PROBLEM DESCRIPTION: Use the entries below to count the lines that hold the word "flower"; answer with the number only.

Region pointing data:
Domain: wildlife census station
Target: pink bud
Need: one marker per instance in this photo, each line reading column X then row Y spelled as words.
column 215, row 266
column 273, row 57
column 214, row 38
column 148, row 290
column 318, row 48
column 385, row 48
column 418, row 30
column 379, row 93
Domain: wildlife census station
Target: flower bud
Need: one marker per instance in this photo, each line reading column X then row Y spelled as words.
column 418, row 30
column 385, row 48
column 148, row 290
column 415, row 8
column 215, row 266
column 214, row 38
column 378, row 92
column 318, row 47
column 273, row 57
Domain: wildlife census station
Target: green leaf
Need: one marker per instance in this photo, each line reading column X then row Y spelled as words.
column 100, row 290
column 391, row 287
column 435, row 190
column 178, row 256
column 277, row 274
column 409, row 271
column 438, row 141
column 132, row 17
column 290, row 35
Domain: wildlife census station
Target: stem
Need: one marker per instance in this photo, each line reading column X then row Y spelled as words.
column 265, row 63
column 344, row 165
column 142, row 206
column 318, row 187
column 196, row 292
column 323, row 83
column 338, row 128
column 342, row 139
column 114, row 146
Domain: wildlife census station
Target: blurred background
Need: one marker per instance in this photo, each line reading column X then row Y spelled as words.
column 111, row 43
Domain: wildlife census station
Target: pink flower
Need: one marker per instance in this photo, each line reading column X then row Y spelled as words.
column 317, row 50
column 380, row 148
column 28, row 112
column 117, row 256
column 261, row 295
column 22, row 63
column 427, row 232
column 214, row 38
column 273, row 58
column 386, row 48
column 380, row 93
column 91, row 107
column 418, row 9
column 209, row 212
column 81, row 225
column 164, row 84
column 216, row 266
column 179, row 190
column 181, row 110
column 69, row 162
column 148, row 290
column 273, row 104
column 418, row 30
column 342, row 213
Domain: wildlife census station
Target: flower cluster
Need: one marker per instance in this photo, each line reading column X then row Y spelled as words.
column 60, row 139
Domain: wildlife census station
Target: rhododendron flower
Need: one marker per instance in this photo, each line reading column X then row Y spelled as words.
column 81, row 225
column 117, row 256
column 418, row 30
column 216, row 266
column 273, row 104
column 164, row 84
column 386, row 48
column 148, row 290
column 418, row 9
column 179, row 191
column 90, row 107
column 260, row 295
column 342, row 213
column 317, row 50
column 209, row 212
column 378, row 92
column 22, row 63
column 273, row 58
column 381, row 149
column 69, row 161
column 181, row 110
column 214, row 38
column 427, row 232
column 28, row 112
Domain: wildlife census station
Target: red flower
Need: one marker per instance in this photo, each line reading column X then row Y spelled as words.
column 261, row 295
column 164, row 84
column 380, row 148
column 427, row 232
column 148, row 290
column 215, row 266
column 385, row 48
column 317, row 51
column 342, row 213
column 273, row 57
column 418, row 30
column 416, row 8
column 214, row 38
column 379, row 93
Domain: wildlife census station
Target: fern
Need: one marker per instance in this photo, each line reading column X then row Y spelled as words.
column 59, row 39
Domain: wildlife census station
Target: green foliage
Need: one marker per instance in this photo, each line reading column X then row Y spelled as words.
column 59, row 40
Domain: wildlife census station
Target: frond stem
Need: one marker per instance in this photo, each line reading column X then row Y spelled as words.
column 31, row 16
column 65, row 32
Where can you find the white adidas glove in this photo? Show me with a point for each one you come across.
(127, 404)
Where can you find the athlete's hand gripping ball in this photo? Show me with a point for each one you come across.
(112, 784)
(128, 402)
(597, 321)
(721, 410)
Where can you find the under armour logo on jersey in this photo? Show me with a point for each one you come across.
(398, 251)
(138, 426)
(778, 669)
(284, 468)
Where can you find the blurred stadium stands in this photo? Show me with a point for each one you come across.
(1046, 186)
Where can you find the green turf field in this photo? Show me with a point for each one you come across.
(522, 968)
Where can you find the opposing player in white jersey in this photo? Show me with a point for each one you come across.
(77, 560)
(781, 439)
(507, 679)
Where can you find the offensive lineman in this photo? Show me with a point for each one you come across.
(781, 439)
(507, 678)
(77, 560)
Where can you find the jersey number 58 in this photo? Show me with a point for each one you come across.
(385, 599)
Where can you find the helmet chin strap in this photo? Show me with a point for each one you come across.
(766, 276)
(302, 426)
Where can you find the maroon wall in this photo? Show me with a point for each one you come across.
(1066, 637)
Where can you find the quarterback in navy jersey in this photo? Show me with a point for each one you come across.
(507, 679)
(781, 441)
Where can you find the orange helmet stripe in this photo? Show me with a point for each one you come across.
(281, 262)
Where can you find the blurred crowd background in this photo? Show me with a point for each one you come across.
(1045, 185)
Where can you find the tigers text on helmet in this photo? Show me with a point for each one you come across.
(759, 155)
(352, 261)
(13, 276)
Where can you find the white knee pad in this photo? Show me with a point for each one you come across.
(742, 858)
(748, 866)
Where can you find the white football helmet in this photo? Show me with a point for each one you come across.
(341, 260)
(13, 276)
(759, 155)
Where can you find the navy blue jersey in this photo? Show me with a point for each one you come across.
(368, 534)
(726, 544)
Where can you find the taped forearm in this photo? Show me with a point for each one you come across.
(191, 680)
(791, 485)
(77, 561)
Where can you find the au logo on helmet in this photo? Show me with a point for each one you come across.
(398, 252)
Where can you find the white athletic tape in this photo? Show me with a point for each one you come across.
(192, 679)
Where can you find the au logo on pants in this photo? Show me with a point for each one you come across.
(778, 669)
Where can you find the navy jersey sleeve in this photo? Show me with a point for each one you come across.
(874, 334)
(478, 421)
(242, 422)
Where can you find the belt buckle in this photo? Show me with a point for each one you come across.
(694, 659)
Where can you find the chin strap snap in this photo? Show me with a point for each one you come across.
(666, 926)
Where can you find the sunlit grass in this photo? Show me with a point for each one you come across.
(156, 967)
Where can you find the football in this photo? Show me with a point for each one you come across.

ANSWER FOR THE TASK: 5